What you have to do:
Report every line of the records below that contains the string "grain". Treat case as significant.
═════ Exercise input ═════
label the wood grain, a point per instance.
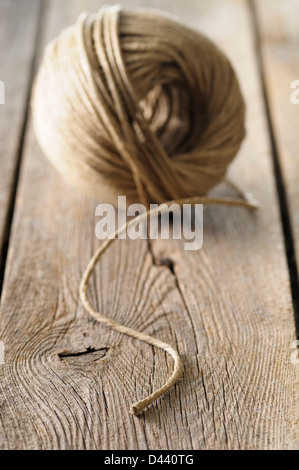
(18, 28)
(67, 382)
(236, 288)
(278, 29)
═════
Completed exercise:
label the wood grain, a point per instance.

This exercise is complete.